--- START Text shown ---
Summary of the Opinion
This is a diversity action in which Plaintiff, a
Text of the Opinion
This matter is before the Court on Defendant's Motion for Summary Judgment. (Dkt.41). On December 27, 2005, the parties consented to proceed in this Court for all further proceedings, including trial and an order of final judgment. 28 U.S.C. § 636(c)(1). By Order of Reference, the Honorable Richard Alan Enslen referred this case to the undersigned. (Dkt.# 28). For the reasons articulated below, Defendant's motion is denied.
BACKGROUND
On September 3, 2004, Plaintiff was seriously
injured while riding "Nick," a horse owned by Defendant. (Dkt.# 1).
On July 12, 2005, Plaintiff initiated the present action, asserting that
Defendant "breached her duty of care owing to Plaintiff ... and was
negligent in failing to warn him about the dangerous and viscous propensities
of the horse, "Nick," and of the fact that "Nick" had
previously thrown 3 other riders." Plaintiff alleges that he has suffered
damages in excess of $75,000.
--- END Text shown ---
→ **Description of the task**: Reproduce the entire court opinion excerpt above word for word, without changing anything.
--- START Data shown ---
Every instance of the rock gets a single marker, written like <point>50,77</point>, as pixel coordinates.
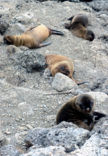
<point>63,83</point>
<point>97,144</point>
<point>31,61</point>
<point>2,139</point>
<point>9,150</point>
<point>16,79</point>
<point>99,5</point>
<point>47,151</point>
<point>25,108</point>
<point>68,137</point>
<point>3,26</point>
<point>100,101</point>
<point>11,49</point>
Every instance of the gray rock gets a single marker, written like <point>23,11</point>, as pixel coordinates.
<point>63,83</point>
<point>3,26</point>
<point>68,137</point>
<point>99,5</point>
<point>47,151</point>
<point>97,144</point>
<point>11,49</point>
<point>9,150</point>
<point>2,139</point>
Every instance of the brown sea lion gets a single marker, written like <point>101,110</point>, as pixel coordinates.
<point>33,37</point>
<point>77,26</point>
<point>58,63</point>
<point>80,111</point>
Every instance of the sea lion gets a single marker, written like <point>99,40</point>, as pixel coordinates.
<point>77,26</point>
<point>33,37</point>
<point>86,0</point>
<point>58,63</point>
<point>79,110</point>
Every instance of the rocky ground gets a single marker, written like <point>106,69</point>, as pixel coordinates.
<point>31,99</point>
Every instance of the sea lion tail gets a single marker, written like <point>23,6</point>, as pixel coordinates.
<point>70,18</point>
<point>67,25</point>
<point>56,32</point>
<point>8,39</point>
<point>80,83</point>
<point>44,44</point>
<point>98,115</point>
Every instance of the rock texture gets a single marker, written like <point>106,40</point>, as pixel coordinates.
<point>27,98</point>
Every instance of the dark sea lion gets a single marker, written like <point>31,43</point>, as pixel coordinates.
<point>78,26</point>
<point>80,111</point>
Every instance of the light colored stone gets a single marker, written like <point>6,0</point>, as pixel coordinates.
<point>63,83</point>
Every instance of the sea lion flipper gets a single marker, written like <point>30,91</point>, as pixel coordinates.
<point>8,39</point>
<point>44,44</point>
<point>70,18</point>
<point>98,115</point>
<point>56,32</point>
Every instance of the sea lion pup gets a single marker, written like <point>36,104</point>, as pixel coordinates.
<point>86,0</point>
<point>33,37</point>
<point>77,26</point>
<point>78,110</point>
<point>58,63</point>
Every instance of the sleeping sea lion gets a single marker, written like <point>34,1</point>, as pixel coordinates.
<point>33,37</point>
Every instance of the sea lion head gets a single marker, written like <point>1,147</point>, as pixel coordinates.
<point>8,39</point>
<point>84,103</point>
<point>90,35</point>
<point>61,67</point>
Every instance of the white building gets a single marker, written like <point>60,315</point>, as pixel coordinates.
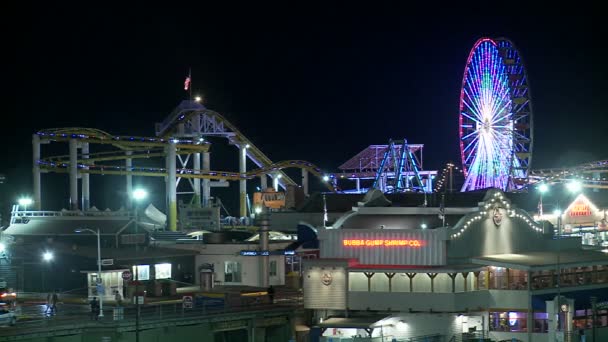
--- END Data shown ---
→ **Result of this task**:
Summary of the Opinion
This is a diversity action in which Plaintiff, a
Text of the Opinion
This matter is before the Court on Defendant's Motion for Summary Judgment. (Dkt.41). On December 27, 2005, the parties consented to proceed in this Court for all further proceedings, including trial and an order of final judgment. 28 U.S.C. § 636(c)(1). By Order of Reference, the Honorable Richard Alan Enslen referred this case to the undersigned. (Dkt.# 28). For the reasons articulated below, Defendant's motion is denied.
BACKGROUND
On September 3, 2004, Plaintiff was seriously
injured while riding "Nick," a horse owned by Defendant. (Dkt.# 1).
On July 12, 2005, Plaintiff initiated the present action, asserting that
Defendant "breached her duty of care owing to Plaintiff ... and was
negligent in failing to warn him about the dangerous and viscous propensities
of the horse, "Nick," and of the fact that "Nick" had
previously thrown 3 other riders." Plaintiff alleges that he has suffered
damages in excess of $75,000.